Problem requirements
When you print the records, keep every line identical to the original.

'''

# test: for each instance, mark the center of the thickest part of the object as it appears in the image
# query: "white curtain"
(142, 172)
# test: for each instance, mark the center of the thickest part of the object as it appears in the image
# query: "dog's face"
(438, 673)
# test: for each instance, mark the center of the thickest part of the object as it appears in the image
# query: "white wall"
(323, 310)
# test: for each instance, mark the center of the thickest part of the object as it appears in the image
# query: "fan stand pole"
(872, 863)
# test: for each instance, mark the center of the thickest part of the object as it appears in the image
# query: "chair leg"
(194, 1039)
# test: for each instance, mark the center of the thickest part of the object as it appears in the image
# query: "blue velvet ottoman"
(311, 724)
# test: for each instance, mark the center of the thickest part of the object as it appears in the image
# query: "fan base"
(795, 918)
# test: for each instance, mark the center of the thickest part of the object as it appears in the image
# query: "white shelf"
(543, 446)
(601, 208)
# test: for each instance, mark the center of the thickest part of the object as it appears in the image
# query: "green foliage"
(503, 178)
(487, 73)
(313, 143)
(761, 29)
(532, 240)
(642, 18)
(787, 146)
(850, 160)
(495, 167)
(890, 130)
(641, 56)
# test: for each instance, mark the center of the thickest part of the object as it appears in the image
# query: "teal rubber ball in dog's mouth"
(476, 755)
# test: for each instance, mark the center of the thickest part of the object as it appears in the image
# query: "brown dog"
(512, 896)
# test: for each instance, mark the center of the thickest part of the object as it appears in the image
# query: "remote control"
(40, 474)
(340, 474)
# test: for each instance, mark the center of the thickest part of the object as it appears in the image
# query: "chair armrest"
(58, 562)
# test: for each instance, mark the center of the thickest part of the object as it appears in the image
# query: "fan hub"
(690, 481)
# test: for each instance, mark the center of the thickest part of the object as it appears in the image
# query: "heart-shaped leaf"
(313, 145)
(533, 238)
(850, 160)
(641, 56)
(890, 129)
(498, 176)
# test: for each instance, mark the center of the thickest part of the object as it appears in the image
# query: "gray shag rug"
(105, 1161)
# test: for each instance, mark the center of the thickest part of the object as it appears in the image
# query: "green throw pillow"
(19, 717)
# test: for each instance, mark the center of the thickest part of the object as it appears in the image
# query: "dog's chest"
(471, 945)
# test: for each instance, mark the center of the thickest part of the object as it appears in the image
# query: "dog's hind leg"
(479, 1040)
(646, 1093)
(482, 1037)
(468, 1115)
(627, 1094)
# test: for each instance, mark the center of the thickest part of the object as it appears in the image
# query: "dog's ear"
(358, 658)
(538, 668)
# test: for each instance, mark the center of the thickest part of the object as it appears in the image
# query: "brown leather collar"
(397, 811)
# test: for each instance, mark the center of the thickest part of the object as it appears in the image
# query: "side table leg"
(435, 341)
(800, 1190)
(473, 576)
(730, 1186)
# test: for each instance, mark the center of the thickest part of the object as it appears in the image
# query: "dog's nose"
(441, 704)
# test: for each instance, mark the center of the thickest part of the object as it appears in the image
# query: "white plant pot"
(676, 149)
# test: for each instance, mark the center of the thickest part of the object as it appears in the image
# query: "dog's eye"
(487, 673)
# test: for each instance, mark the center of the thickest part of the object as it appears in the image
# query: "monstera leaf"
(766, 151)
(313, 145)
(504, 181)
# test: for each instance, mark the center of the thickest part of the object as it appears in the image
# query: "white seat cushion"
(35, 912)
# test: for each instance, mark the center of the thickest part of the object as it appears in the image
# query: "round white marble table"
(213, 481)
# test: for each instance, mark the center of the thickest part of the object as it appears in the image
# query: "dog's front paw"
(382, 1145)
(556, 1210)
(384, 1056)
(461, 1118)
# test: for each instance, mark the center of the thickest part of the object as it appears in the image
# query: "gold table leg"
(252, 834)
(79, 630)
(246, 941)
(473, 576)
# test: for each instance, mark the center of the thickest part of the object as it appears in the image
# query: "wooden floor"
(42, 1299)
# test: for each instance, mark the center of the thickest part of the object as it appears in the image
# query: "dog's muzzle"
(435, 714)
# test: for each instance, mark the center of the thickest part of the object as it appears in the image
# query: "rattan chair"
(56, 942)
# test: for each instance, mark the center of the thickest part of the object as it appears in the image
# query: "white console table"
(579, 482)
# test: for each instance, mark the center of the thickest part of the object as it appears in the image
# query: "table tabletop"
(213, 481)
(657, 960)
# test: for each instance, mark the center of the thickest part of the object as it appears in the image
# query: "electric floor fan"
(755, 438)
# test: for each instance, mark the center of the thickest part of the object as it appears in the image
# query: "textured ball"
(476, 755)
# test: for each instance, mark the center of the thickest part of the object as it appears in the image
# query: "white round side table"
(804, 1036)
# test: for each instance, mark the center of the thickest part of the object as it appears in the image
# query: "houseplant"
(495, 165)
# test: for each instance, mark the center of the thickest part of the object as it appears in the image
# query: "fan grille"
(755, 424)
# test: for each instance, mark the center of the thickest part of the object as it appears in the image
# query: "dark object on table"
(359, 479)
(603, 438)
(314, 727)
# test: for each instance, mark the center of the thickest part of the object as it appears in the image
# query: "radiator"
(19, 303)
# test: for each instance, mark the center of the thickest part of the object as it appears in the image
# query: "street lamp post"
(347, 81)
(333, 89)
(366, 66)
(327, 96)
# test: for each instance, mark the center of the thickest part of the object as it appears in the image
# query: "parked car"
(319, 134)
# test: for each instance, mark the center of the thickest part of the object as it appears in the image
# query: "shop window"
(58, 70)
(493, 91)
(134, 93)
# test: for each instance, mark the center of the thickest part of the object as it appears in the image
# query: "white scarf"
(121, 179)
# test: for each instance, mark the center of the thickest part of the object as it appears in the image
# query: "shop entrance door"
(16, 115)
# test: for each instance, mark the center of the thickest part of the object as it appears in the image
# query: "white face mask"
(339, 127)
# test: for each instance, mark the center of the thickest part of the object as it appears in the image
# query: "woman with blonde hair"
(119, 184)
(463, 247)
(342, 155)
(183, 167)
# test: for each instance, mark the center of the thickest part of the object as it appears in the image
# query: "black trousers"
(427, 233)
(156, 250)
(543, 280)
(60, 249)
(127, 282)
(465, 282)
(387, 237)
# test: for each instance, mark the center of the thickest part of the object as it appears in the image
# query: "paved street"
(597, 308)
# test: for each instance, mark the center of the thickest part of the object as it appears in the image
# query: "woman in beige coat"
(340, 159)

'''

Task solution
# test: for each instance, mark the center of the thickest part of the object as it appears in the image
# query: "white curtain"
(142, 172)
# test: for each instance, mark the center of the thickest part of the object as it appears in the image
# query: "dog's face"
(438, 673)
# test: for each instance, mark the center of the thickest part of the object as it appears in the image
# query: "white wall"
(323, 310)
# test: for each instance, mark the center of the thickest part of the object as it appears in the image
# query: "fan stand pole"
(872, 863)
# test: for each instance, mark the center of the thickest part of the object as it appears in the image
# query: "chair leg"
(194, 1039)
# test: for each instance, mark the center of the thickest part of the object as it appears in the image
# query: "blue velvet ottoman"
(311, 724)
# test: for each instance, mark the center of the thickest part of the object as it appears in the image
# query: "fan base"
(795, 918)
# test: for each instance, mark the center of the thickest part of the object as it appears in the image
# query: "white shelf"
(543, 446)
(601, 208)
# test: for each instance, mark the center of the thickest part of the object as it appears in the image
# query: "green foliage"
(503, 178)
(487, 73)
(313, 143)
(761, 29)
(532, 240)
(642, 18)
(787, 146)
(850, 160)
(495, 167)
(890, 130)
(641, 56)
# test: for each instance, mark the center of the thickest part of the object as it appears in the image
# query: "teal rubber ball in dog's mouth"
(476, 755)
# test: for each instance, mark the center of the thickest part of the object as it appears in the image
# query: "brown dog"
(512, 896)
# test: for each instance, mark the center of the thickest part of the object as it appears in the image
# query: "remote control"
(40, 474)
(340, 474)
# test: for each instance, mark the center of the thickest part of the object as it appears in the image
# query: "chair armrest"
(58, 562)
# test: for each instance, mark the center of the thickest part of the object as it appears in the image
# query: "fan hub"
(690, 481)
# test: for each instance, mark the center of the thickest part of the object as it appears in the image
# query: "heart-shaped leaf"
(313, 145)
(533, 238)
(850, 160)
(641, 56)
(890, 129)
(498, 176)
# test: for each instance, mark the center of the thickest part of the object as it appears in the image
# query: "gray shag rug"
(105, 1161)
# test: for each instance, mark the center of the thickest part of the object as it appears in the image
# query: "green throw pillow"
(19, 717)
# test: for each instance, mark the center of the thickest part of the object as it appears in the image
# query: "dog's chest"
(471, 945)
# test: for each instance, mark the center of the thickest part of the object as it appears in the image
# query: "dog's hind leg"
(479, 1040)
(646, 1093)
(482, 1037)
(468, 1115)
(627, 1094)
# test: for each instance, mark the center of the thickest part of the object as it appears in the image
# query: "dog's ear"
(358, 658)
(538, 668)
# test: for each instance, mark the center of the thickest part of the object as it appears in the image
# query: "brown leather collar"
(397, 811)
# test: for each instance, mark the center of the thickest part of the object as it appears in the image
# query: "side table leg"
(435, 341)
(800, 1190)
(473, 576)
(730, 1186)
# test: for each instance, mark the center of the thickest part of the object as it appears in the image
# query: "dog's nose"
(441, 704)
# test: for each instance, mark the center of the thickest part of the object as it appears in the image
# query: "white plant pot"
(676, 149)
# test: for each instance, mark the center of the thickest part of the object as it appears in the image
# query: "dog's eye"
(487, 673)
# test: for each instance, mark the center of the thickest part of the object as it appears in the image
# query: "monstera leaf"
(766, 151)
(313, 145)
(504, 181)
# test: for each instance, mark the center of the thickest part of the object as it appears in the image
# query: "white seat cushion"
(35, 912)
# test: for each instance, mark the center of the thickest part of the object as it appears in the image
# query: "round white marble table"
(213, 481)
# test: for each instance, mark the center of the thickest part of the object as it appears in the image
# query: "dog's front paw"
(382, 1145)
(556, 1210)
(384, 1056)
(461, 1118)
# test: for each instance, mark the center of the thickest part of the object as it appears in the image
# query: "gold table leg"
(252, 834)
(79, 630)
(246, 941)
(473, 576)
# test: for each instance, mark the center of the thickest part of the object as it appears in the image
# query: "wooden floor"
(42, 1299)
# test: for each instance, mark the center of the thickest part of the object as it appears in the image
# query: "dog's muzzle"
(435, 714)
# test: for each instance, mark the center of the thickest part of the object as it appears in the image
# query: "rattan chair"
(56, 942)
# test: for each instance, mark the center of the thickest part of the object as it appears in the image
# query: "white console table"
(579, 482)
# test: for each instance, mark the center of the thickest part of the object as it appears in the image
# query: "table tabletop"
(213, 481)
(657, 960)
# test: for each instance, mark the center of the thickest part of the object as it appears in the image
# query: "electric floor fan"
(755, 438)
# test: for each instance, mark the center of the thickest part of the object as it appears in the image
# query: "textured ball"
(476, 755)
# test: for each instance, mark the center of the thickest part of the object as it appears in the image
# query: "white round side table"
(804, 1036)
# test: for each instance, mark the center of the thickest part of the object as it appears in the image
# query: "houseplant"
(495, 165)
# test: for each instance, mark the center of the thickest part of the object as it appears in the image
# query: "fan grille"
(755, 424)
# test: for each instance, mark the center of the thickest part of the object as it appears in the image
# query: "dark object on table"
(359, 479)
(603, 438)
(314, 727)
# test: for each instance, mark the center of the thickest part of the object as it appears in the image
# query: "radiator"
(19, 303)
# test: for each instance, mark the center of the thickest part of the object as it appears in the image
# query: "street lamp post"
(347, 81)
(333, 89)
(366, 66)
(327, 96)
# test: for each instance, mark the center of the thickest part of the object as it appears in the image
# query: "parked car"
(319, 134)
# test: for each instance, mark the center of the thickest part of the object as it appears in the image
# query: "shop window"
(58, 70)
(493, 91)
(134, 93)
# test: for each instance, mark the center of the thickest part of the object as it appears in the image
# query: "white scarf"
(121, 179)
# test: for each instance, mark the center of the thickest part of the object as it appears in the image
# query: "shop entrance door"
(16, 115)
# test: for each instance, mark the center of the thickest part of the object as it appears in the image
# query: "white face mask"
(339, 127)
# test: for each instance, mark the center of the thickest part of the object as it appears in the image
# query: "woman with blonde hair"
(119, 184)
(463, 247)
(342, 155)
(183, 167)
# test: for each instance, mark the center of the thickest part of the object as it appears in the image
# query: "black trousers"
(427, 233)
(156, 250)
(543, 280)
(60, 249)
(127, 282)
(465, 282)
(387, 237)
# test: for each instance, mark the center of the thickest part of the object as it appears in the image
# query: "paved street"
(597, 308)
# test: for each instance, mark the center of the thickest part of the object as it appears in the image
# query: "woman in beige coat"
(340, 159)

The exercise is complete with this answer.